### Work to do
Which lines in the listing below contain the word "brass"? Copy each of those lines.

### Exercise input
********
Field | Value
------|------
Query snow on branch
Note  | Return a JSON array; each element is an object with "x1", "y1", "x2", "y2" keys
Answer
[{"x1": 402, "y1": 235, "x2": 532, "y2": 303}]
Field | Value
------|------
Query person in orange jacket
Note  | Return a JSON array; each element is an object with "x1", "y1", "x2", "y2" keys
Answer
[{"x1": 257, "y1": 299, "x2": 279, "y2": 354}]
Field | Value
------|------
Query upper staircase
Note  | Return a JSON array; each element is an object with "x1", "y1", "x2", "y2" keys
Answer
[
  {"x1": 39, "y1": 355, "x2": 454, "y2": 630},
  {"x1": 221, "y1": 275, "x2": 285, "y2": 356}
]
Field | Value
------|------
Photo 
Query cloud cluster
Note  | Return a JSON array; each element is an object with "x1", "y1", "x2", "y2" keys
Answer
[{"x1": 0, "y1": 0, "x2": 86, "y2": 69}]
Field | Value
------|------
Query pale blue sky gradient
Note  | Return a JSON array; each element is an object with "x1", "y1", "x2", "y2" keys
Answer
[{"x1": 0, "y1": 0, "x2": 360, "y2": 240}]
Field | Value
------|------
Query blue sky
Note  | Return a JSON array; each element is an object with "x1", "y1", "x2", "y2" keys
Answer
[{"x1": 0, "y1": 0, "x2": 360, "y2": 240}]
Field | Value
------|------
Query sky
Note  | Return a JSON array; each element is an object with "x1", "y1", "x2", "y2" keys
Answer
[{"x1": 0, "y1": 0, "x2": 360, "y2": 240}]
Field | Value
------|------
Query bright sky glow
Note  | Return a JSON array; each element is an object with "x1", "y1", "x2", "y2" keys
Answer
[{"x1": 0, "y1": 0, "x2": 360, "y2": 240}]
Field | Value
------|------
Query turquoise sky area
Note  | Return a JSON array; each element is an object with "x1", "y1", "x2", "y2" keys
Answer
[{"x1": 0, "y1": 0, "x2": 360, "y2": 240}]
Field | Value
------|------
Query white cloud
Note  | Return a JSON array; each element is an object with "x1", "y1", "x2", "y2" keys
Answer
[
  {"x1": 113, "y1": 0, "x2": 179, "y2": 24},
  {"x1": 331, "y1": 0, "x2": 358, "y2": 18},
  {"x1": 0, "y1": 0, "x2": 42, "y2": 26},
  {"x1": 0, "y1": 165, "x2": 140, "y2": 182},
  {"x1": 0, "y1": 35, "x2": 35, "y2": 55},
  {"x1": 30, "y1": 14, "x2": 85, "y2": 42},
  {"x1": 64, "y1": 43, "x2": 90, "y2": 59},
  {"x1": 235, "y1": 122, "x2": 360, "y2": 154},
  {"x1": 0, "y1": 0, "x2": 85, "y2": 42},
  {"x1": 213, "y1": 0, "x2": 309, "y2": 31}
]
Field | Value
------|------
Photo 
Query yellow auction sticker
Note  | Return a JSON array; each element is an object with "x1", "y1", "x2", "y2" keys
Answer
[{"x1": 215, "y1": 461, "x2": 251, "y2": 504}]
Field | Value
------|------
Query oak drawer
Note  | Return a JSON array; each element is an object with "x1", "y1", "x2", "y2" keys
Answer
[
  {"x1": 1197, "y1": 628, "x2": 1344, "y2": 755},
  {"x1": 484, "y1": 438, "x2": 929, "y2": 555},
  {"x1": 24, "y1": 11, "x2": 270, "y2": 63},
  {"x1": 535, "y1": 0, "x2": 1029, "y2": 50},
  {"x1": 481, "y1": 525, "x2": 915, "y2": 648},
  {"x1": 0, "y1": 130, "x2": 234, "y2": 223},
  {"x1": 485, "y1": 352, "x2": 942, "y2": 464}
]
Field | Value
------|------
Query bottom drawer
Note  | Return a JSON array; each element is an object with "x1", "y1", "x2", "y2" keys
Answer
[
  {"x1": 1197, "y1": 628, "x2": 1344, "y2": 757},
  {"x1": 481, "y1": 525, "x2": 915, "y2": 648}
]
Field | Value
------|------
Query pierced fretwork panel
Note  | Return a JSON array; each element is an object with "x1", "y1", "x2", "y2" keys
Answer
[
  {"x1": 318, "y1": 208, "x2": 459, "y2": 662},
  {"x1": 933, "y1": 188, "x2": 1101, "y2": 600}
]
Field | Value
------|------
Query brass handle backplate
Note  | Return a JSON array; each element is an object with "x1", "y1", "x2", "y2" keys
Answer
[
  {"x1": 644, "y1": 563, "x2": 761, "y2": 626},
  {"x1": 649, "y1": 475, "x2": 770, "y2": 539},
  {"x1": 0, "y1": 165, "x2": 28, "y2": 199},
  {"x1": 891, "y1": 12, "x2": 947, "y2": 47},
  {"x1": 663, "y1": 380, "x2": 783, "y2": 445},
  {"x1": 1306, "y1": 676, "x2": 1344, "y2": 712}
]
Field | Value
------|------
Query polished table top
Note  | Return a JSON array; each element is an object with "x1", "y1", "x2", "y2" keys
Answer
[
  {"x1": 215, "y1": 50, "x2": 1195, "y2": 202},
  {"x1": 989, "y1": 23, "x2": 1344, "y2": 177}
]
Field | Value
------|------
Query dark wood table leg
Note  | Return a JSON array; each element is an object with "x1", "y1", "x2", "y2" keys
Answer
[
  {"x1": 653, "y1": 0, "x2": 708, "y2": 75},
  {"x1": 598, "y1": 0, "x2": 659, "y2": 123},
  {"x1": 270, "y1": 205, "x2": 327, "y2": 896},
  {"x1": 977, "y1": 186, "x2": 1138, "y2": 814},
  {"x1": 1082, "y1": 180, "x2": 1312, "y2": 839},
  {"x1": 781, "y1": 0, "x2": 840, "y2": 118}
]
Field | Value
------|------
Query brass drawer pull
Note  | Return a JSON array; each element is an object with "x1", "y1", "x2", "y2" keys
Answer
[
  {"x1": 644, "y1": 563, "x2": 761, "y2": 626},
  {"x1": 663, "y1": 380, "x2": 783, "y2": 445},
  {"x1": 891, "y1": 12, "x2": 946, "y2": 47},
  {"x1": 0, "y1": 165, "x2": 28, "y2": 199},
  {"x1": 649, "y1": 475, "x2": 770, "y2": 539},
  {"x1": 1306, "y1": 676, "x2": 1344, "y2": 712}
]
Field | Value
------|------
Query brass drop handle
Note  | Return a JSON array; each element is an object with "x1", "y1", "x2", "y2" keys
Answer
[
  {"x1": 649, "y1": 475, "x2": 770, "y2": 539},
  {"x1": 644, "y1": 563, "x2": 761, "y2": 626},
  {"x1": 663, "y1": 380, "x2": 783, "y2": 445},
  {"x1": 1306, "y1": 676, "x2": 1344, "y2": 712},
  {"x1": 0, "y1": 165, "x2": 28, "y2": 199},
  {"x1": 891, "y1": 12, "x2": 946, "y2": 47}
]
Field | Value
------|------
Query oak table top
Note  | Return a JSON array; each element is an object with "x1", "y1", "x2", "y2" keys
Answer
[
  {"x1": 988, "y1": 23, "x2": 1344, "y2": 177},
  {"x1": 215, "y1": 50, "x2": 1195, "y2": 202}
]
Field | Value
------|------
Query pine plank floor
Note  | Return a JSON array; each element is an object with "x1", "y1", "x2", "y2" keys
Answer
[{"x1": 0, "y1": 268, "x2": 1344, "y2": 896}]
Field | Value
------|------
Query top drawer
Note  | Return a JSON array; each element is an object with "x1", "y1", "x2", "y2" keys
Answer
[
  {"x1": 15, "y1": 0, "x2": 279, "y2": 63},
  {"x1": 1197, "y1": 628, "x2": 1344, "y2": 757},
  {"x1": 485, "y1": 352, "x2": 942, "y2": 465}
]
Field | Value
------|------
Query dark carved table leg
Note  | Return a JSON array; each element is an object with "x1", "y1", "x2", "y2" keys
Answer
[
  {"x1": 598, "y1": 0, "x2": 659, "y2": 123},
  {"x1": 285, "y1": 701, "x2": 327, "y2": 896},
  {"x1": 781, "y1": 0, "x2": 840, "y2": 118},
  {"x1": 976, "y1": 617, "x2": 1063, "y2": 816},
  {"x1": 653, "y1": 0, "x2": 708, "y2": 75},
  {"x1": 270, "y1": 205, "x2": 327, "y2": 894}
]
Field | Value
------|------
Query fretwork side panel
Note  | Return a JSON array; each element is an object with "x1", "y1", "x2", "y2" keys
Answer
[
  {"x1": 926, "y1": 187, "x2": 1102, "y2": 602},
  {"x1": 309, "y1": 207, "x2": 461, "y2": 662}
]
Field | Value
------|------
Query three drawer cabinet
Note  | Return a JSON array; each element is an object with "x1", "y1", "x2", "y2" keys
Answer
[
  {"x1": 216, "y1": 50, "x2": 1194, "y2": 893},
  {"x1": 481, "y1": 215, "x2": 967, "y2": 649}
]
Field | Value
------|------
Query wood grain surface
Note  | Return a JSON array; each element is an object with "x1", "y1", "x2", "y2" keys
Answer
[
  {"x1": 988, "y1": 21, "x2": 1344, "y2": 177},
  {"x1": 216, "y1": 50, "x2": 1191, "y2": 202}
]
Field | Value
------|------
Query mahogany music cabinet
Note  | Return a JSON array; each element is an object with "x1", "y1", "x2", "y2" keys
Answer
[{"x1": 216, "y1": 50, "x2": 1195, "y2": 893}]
********
### Task result
Query brass handle backplate
Query brass drawer pull
Query brass drop handle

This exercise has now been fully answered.